Activity —
When you reach the line containing "Would you mind spotting the exposed" in the entries below, repeat it and each line after it exactly until the entries end.

Point-per-instance localization data:

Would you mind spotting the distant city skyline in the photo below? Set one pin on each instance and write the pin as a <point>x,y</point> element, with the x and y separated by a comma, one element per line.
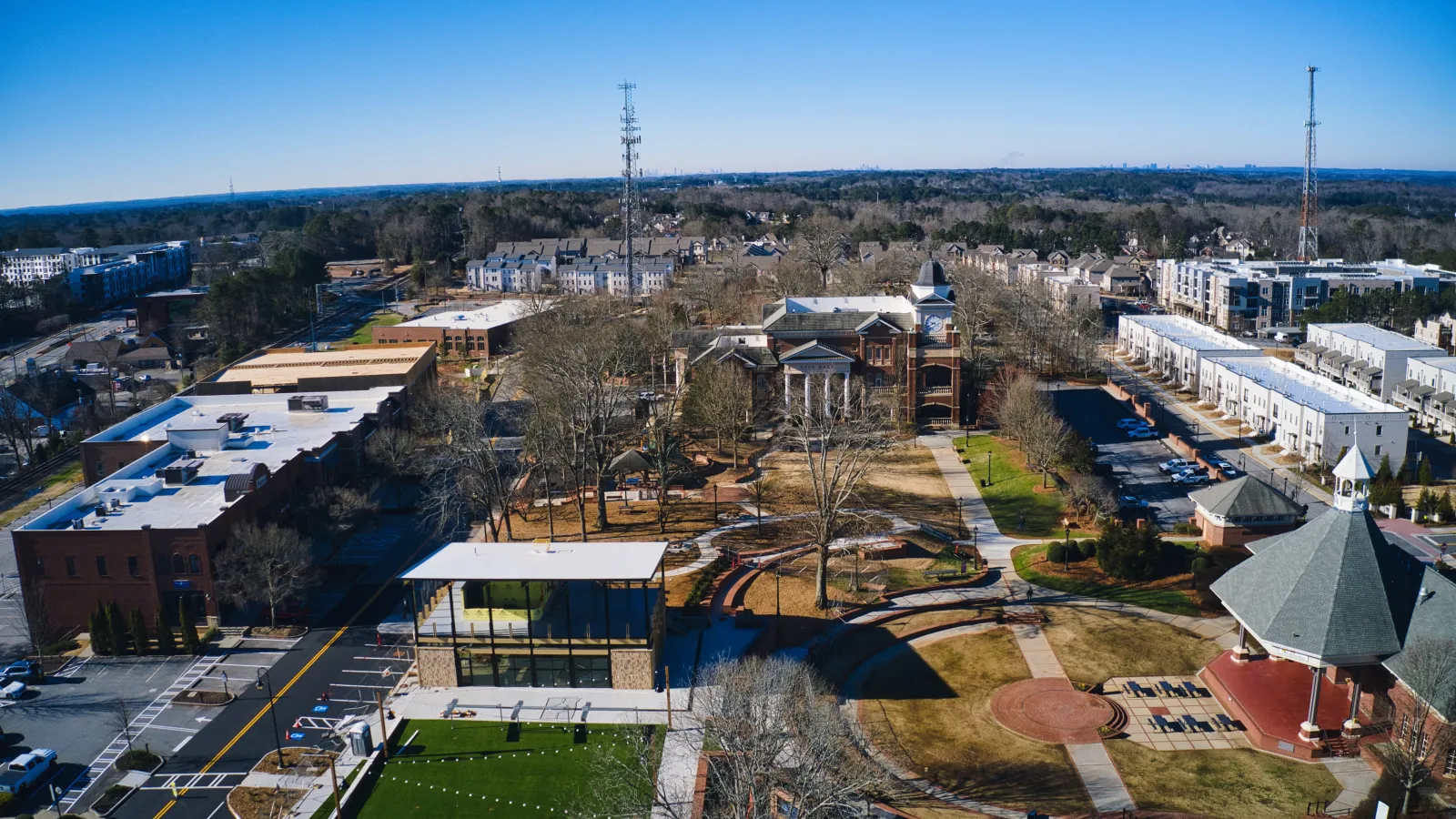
<point>169,99</point>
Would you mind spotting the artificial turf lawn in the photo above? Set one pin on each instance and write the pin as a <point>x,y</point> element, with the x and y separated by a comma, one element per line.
<point>466,768</point>
<point>1011,497</point>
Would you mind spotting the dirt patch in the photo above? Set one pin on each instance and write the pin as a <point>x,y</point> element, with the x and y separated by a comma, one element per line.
<point>262,804</point>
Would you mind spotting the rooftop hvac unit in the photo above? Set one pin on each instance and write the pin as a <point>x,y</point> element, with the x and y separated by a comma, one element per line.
<point>308,402</point>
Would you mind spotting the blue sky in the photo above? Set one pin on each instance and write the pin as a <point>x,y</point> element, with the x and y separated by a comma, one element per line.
<point>116,101</point>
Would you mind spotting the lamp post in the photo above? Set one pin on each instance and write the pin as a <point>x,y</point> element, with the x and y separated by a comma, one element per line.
<point>266,681</point>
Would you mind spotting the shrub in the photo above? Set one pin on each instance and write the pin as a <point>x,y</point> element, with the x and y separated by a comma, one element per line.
<point>1130,554</point>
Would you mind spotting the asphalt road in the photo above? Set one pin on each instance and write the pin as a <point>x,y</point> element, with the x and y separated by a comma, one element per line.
<point>337,653</point>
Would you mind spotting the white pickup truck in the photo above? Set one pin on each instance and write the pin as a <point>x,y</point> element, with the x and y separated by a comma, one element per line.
<point>26,770</point>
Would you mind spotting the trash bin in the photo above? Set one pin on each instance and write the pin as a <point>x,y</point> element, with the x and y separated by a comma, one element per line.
<point>361,739</point>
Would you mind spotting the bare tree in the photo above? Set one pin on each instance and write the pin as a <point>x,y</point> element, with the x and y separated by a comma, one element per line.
<point>820,242</point>
<point>841,442</point>
<point>266,564</point>
<point>1421,729</point>
<point>779,729</point>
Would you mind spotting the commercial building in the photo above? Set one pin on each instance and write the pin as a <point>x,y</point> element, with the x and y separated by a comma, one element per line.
<point>1429,392</point>
<point>1259,296</point>
<point>1176,346</point>
<point>475,334</point>
<point>128,271</point>
<point>167,486</point>
<point>1308,416</point>
<point>580,615</point>
<point>1361,356</point>
<point>360,366</point>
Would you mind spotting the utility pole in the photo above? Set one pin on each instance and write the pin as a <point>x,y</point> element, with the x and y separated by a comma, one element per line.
<point>631,137</point>
<point>1309,205</point>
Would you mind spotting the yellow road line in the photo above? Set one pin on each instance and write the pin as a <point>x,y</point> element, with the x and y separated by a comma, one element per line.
<point>278,695</point>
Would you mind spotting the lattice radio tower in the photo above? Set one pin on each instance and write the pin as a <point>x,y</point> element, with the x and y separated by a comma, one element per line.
<point>1309,207</point>
<point>631,137</point>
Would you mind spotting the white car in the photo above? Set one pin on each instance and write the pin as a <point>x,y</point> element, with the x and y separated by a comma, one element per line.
<point>1176,465</point>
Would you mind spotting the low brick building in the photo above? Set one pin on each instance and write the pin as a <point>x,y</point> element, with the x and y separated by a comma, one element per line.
<point>169,484</point>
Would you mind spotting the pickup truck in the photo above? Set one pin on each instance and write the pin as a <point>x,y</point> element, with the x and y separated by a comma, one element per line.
<point>26,771</point>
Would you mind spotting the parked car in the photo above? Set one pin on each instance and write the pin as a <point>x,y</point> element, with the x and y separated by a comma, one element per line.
<point>1229,471</point>
<point>24,671</point>
<point>1176,465</point>
<point>26,771</point>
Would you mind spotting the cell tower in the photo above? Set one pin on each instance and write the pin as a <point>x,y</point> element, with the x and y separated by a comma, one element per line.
<point>1309,207</point>
<point>631,138</point>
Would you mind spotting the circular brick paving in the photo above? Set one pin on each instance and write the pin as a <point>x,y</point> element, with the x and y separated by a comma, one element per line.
<point>1050,710</point>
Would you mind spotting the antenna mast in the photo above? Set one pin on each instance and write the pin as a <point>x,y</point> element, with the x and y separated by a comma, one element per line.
<point>1309,207</point>
<point>631,138</point>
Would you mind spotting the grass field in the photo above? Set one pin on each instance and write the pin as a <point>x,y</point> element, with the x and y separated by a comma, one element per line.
<point>364,336</point>
<point>1012,494</point>
<point>465,768</point>
<point>1222,784</point>
<point>1171,601</point>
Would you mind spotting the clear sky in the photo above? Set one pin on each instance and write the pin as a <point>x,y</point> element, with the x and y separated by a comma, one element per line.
<point>118,101</point>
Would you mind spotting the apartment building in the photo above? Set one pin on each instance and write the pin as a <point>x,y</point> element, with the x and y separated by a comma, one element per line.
<point>1176,346</point>
<point>1254,296</point>
<point>1429,392</point>
<point>1361,356</point>
<point>1307,414</point>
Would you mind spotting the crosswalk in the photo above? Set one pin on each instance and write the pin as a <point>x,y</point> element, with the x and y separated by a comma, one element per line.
<point>142,722</point>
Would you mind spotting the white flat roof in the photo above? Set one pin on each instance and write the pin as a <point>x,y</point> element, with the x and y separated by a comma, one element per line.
<point>521,560</point>
<point>1187,332</point>
<point>274,438</point>
<point>1302,387</point>
<point>484,318</point>
<point>1378,337</point>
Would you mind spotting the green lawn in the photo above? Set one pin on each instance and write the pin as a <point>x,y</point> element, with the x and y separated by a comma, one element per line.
<point>465,768</point>
<point>1012,494</point>
<point>1168,601</point>
<point>366,336</point>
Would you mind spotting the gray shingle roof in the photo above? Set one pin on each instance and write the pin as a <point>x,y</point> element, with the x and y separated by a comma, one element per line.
<point>1332,589</point>
<point>1242,497</point>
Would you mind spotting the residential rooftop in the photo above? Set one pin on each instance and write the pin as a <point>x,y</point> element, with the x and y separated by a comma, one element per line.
<point>1190,334</point>
<point>1302,387</point>
<point>215,438</point>
<point>1376,337</point>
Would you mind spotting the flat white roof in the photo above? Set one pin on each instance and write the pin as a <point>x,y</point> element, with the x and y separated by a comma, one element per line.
<point>1378,337</point>
<point>1302,387</point>
<point>271,436</point>
<point>521,560</point>
<point>1187,332</point>
<point>484,318</point>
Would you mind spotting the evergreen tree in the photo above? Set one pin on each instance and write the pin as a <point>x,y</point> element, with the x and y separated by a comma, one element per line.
<point>188,627</point>
<point>167,644</point>
<point>138,632</point>
<point>118,629</point>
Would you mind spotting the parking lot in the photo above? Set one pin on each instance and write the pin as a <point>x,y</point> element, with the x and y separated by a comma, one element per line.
<point>1094,414</point>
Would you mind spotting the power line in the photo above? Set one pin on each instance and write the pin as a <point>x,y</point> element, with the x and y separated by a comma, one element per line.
<point>1309,206</point>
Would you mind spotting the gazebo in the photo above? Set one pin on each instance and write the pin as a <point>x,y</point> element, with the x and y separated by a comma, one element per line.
<point>1331,596</point>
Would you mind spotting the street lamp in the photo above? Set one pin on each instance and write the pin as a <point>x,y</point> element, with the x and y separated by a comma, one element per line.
<point>264,680</point>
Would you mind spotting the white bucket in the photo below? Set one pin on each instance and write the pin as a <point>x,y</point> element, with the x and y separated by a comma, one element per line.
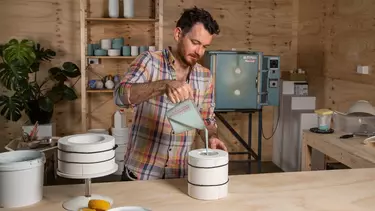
<point>21,178</point>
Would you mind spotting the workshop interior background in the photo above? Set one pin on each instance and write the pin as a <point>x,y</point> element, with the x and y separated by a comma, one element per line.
<point>326,38</point>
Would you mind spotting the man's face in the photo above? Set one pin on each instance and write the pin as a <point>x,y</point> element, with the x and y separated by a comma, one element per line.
<point>192,45</point>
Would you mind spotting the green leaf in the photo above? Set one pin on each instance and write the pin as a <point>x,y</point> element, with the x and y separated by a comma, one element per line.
<point>43,54</point>
<point>45,104</point>
<point>56,93</point>
<point>12,107</point>
<point>20,53</point>
<point>69,93</point>
<point>71,70</point>
<point>57,74</point>
<point>13,77</point>
<point>30,92</point>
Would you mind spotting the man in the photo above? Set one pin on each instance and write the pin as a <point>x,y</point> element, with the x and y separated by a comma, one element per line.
<point>155,82</point>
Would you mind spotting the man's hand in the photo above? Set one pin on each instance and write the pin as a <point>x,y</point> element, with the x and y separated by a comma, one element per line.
<point>178,91</point>
<point>215,143</point>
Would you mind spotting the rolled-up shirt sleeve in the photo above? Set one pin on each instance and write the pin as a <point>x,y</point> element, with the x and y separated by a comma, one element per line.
<point>138,72</point>
<point>208,106</point>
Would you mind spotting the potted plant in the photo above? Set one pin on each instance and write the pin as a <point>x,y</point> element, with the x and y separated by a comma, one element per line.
<point>20,62</point>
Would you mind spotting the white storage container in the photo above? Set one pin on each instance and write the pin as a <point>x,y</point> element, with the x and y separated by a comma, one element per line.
<point>21,178</point>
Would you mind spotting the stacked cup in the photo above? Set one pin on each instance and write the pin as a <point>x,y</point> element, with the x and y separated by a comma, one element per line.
<point>121,134</point>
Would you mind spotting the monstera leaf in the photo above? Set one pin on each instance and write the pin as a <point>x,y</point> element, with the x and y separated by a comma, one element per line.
<point>61,92</point>
<point>12,107</point>
<point>46,104</point>
<point>19,53</point>
<point>71,70</point>
<point>13,77</point>
<point>41,56</point>
<point>68,70</point>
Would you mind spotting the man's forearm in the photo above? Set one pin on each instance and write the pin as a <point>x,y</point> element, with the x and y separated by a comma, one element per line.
<point>144,91</point>
<point>138,92</point>
<point>212,132</point>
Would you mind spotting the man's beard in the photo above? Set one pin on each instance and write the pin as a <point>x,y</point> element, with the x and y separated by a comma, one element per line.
<point>180,52</point>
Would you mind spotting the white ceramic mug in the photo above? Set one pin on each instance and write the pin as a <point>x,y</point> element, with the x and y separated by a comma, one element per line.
<point>106,44</point>
<point>128,8</point>
<point>151,48</point>
<point>134,51</point>
<point>113,8</point>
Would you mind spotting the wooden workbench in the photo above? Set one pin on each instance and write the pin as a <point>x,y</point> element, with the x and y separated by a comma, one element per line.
<point>350,152</point>
<point>334,190</point>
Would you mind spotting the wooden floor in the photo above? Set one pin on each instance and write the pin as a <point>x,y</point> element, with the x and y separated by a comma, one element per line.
<point>234,169</point>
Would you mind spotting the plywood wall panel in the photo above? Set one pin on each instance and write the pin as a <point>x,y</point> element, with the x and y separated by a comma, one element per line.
<point>264,25</point>
<point>350,42</point>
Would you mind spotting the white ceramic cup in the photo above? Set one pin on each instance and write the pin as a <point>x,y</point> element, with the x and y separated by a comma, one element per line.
<point>106,44</point>
<point>134,51</point>
<point>151,48</point>
<point>129,8</point>
<point>114,52</point>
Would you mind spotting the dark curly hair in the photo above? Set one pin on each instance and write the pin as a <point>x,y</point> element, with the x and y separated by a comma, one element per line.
<point>194,15</point>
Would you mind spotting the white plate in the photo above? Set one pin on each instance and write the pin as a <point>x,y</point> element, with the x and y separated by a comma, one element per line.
<point>129,208</point>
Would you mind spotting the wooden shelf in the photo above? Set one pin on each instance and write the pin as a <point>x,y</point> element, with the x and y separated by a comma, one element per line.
<point>99,90</point>
<point>123,19</point>
<point>154,22</point>
<point>111,57</point>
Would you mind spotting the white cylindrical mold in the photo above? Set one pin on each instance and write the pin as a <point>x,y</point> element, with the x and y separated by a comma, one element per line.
<point>98,130</point>
<point>134,51</point>
<point>21,178</point>
<point>121,135</point>
<point>113,8</point>
<point>83,155</point>
<point>128,8</point>
<point>208,174</point>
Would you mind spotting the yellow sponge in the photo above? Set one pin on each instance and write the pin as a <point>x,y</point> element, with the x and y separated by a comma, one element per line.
<point>87,209</point>
<point>98,204</point>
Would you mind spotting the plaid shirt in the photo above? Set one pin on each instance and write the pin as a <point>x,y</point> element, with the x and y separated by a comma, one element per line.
<point>154,151</point>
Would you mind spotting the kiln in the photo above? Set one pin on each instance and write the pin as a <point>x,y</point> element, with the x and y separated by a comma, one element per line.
<point>245,79</point>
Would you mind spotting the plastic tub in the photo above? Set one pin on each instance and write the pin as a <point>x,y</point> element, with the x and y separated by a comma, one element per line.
<point>21,178</point>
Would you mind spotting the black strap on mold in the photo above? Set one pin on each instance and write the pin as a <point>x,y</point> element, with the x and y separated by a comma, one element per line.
<point>212,167</point>
<point>102,161</point>
<point>114,147</point>
<point>200,185</point>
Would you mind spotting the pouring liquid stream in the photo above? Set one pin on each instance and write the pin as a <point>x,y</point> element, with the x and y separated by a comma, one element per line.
<point>206,134</point>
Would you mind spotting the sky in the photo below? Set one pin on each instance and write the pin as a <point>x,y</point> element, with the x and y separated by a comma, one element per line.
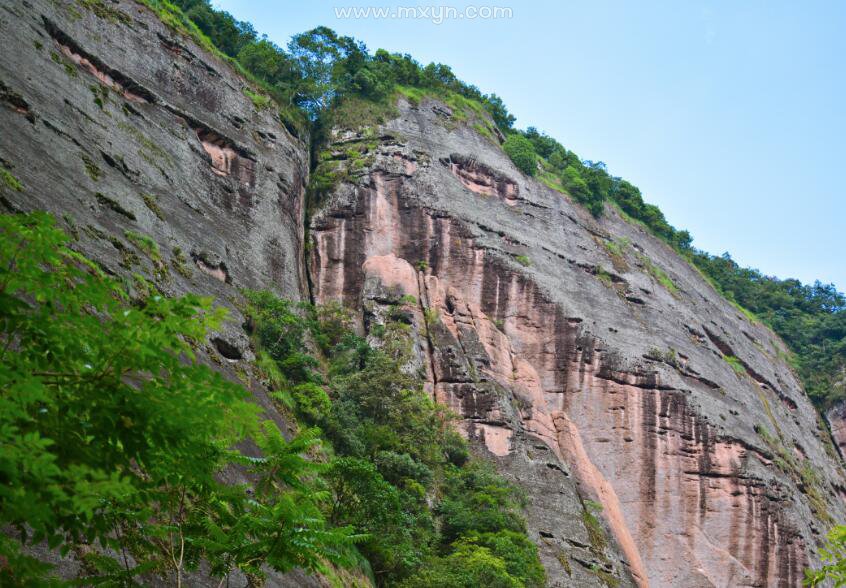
<point>730,116</point>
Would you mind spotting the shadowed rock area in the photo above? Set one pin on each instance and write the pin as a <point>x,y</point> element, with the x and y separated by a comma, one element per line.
<point>659,435</point>
<point>124,129</point>
<point>587,377</point>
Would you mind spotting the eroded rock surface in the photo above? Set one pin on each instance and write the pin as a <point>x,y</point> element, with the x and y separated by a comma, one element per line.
<point>578,372</point>
<point>126,130</point>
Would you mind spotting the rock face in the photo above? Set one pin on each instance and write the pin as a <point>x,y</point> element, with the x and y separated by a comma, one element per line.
<point>127,131</point>
<point>594,365</point>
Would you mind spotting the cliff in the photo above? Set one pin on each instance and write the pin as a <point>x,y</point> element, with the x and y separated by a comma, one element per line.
<point>589,360</point>
<point>658,432</point>
<point>149,152</point>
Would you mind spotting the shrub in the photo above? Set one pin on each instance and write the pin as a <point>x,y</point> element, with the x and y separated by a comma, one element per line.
<point>312,401</point>
<point>522,153</point>
<point>114,437</point>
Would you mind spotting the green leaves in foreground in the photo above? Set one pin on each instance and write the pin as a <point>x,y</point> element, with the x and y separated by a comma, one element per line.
<point>112,437</point>
<point>833,554</point>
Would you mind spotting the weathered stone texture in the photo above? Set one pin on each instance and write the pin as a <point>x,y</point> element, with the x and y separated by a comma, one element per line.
<point>123,128</point>
<point>577,371</point>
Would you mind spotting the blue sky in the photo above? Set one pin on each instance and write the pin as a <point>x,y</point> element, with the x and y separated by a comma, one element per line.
<point>731,116</point>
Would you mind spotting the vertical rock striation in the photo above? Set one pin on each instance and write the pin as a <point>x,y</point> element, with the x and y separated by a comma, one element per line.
<point>148,152</point>
<point>594,365</point>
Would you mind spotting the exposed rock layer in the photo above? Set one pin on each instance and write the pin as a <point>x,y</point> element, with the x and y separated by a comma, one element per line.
<point>659,417</point>
<point>123,128</point>
<point>546,329</point>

Expected answer —
Would you mind spotting the exposed rock layer in the photo above? Set one pin on each instance and write the pin as a <point>x,y</point> element, with the x and y separated by a comma, one element per line.
<point>659,417</point>
<point>123,128</point>
<point>546,329</point>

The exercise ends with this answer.